- _REQUIRED TASKS_
1) Answer these questions from the thread about the lime green cruiser:
(a) What year is the cruiser that mrg was finishing up?
(b) Which bike did ricobike buy in the lime green color?
(c) What color was the 64 that mrg picked out new but did not receive that Christmas?
2) Count the lines of the records that contain the word "grey", treating case as significant, and give only the number.

- _PAGE TEXT_
[Start]

# OG Lime cruiser



## mrg (Jul 23, 2017)

Just finishing up this 1980 cruiser it was a special order Limegreen but not enough original paint to save So repainted. Not much info on these I have only seen three originals and they all had a Tange fork and chrome chain guard but letting this go to an old friend and he really wanted the painted stuff, A couple of pics with my other one that still has original paint. All 3 of the original limes I have seen, my 2 and a friend has 1 have HR serial #'s. Like to get some info on the special order colors,I know they made a special order white also, maybe someone's read something in the Schwinn reporter, I think I'll ask the same question in the Schwinn section too


----------



## ricobike (Sep 8, 2017)

I know this is an older post and I don't have much to say about the bikes, but when I saw your pictures, I got a feeling that reminded me how excited I was poring over the Schwinn catalogs in the 70's and seeing this color.  I ended up buying a Varsity in this color and always loved it.   Something about that lime green.


----------



## mrg (Sep 9, 2017)

I guess I like it because I had a lime 64 StingRay when I was a kid and when I seen I could have a full size balloon in that OG color I jumped at it. I actually picked out a new purple (Violet) 64 back then but it didn't show up that Christmas so I bought the lime used from a friends big brother so I wonder if I would have got that purple 64 I'd be looking for a purple cruiser today?


----------

[End]

- _Location labeling records_

[Start]

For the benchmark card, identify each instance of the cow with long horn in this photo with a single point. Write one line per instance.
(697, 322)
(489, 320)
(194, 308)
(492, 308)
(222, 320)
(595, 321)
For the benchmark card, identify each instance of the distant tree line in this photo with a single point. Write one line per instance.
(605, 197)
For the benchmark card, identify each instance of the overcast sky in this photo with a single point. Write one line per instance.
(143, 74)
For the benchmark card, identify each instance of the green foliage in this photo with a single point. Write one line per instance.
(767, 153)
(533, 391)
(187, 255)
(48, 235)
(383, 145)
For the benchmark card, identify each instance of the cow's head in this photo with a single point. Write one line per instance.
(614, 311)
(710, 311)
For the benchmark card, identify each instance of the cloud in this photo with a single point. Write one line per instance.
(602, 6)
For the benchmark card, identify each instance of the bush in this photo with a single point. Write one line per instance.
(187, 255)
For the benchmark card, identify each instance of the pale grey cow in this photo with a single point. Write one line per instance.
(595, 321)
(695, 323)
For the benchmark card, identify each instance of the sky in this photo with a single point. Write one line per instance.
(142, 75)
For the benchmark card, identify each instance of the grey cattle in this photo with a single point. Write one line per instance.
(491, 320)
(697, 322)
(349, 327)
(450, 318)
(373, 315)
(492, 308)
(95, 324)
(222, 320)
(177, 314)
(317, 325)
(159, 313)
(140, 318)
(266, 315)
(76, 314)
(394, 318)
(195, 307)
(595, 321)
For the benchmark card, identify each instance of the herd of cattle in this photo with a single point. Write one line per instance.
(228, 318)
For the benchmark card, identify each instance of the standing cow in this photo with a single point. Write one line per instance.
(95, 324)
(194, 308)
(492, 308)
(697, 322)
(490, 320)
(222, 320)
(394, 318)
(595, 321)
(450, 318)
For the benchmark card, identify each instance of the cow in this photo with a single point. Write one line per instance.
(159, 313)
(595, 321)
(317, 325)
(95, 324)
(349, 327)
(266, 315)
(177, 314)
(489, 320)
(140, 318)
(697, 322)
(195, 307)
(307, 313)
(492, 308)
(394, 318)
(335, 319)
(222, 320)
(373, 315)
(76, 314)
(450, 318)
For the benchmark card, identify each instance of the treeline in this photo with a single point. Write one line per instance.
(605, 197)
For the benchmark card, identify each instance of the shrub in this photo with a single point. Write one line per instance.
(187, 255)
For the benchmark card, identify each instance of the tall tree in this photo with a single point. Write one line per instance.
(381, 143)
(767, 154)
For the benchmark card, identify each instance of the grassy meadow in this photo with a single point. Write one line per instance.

[End]

- _TASK-BY-TASK SOLUTIONS_
1)
(a) 1980
(b) A Varsity
(c) Purple (Violet)

2) 2